Stated problem
Copy out every line of the records below verbatim.

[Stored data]
--- Begin ---
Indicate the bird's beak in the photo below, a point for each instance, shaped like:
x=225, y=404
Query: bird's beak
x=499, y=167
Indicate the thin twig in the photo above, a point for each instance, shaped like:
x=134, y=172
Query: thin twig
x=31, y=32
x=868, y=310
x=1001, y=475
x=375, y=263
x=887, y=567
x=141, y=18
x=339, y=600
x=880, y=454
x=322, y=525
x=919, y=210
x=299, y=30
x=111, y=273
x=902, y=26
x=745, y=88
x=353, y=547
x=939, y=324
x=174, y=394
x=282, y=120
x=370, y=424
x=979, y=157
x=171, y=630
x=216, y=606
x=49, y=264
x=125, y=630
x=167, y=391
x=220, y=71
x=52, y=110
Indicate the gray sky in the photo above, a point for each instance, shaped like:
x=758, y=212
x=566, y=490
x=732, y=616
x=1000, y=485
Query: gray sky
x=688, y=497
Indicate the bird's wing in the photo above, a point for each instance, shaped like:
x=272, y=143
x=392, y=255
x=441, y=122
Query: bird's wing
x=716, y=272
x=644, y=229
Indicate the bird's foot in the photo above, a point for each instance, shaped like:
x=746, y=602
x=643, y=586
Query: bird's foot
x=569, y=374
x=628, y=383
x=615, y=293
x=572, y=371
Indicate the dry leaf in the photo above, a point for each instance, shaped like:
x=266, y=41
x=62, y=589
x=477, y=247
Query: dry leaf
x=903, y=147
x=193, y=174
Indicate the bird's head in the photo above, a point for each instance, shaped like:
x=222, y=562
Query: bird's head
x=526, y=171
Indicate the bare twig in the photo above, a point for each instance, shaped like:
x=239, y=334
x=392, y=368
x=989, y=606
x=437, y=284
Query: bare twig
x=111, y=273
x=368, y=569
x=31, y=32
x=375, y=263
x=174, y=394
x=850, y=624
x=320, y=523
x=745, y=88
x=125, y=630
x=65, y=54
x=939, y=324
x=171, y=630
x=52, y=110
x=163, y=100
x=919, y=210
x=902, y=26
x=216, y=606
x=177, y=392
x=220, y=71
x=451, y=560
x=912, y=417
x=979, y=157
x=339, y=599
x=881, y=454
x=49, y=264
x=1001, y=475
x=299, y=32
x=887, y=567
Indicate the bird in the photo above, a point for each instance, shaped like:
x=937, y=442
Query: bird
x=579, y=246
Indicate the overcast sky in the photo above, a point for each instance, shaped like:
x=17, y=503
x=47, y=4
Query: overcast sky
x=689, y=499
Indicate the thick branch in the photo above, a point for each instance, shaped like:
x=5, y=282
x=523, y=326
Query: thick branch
--- End ---
Response to this task
Indicate the bird's beak in the photo below, a point for each instance, shaped like:
x=225, y=404
Query: bird's beak
x=499, y=167
Indicate the thin twig in the photo above, a point for each instance, shaped like:
x=134, y=172
Query: thin twig
x=31, y=32
x=868, y=310
x=1001, y=475
x=375, y=263
x=887, y=567
x=141, y=18
x=339, y=600
x=880, y=454
x=322, y=525
x=919, y=210
x=299, y=30
x=111, y=273
x=902, y=26
x=745, y=88
x=353, y=547
x=939, y=324
x=174, y=394
x=282, y=120
x=370, y=424
x=979, y=157
x=171, y=630
x=216, y=606
x=49, y=264
x=125, y=630
x=167, y=391
x=220, y=71
x=52, y=110
Indicate the gray sky in the photo above, a point for each instance, shaped like:
x=758, y=212
x=566, y=490
x=732, y=616
x=1000, y=485
Query: gray sky
x=688, y=497
Indicate the bird's wing in the photo above, a point for each instance, shaped like:
x=272, y=143
x=392, y=255
x=441, y=122
Query: bird's wing
x=716, y=272
x=644, y=229
Indicate the bird's foot in the photo above, a point for each instance, shaped like:
x=746, y=602
x=643, y=586
Query: bird's foot
x=569, y=374
x=628, y=383
x=615, y=293
x=572, y=371
Indicate the dry leaf in the photo above, a point for each instance, shaped like:
x=266, y=41
x=62, y=589
x=477, y=247
Query: dry leaf
x=903, y=147
x=193, y=174
Indicate the bird's head in the photo above, a point for each instance, shaped like:
x=222, y=562
Query: bird's head
x=526, y=171
Indicate the bare twig in the photo above, a point for each instance, shaped like:
x=239, y=334
x=392, y=368
x=989, y=606
x=437, y=284
Query: bare twig
x=111, y=273
x=368, y=569
x=31, y=32
x=375, y=263
x=174, y=394
x=850, y=624
x=320, y=523
x=745, y=88
x=125, y=630
x=65, y=54
x=939, y=324
x=171, y=630
x=52, y=110
x=163, y=100
x=919, y=210
x=902, y=26
x=216, y=606
x=177, y=392
x=220, y=71
x=451, y=560
x=912, y=417
x=979, y=157
x=339, y=599
x=881, y=454
x=49, y=264
x=1001, y=475
x=299, y=32
x=887, y=567
Indicate the bird in the photo above, a point for each instance, shaped like:
x=937, y=442
Query: bird
x=579, y=246
Indicate the overcast sky in the photo above, a point for each instance, shaped like:
x=17, y=503
x=47, y=4
Query: overcast sky
x=689, y=499
Indicate the thick branch in the photo above, a point for each instance, shaped like:
x=5, y=282
x=523, y=326
Query: thick branch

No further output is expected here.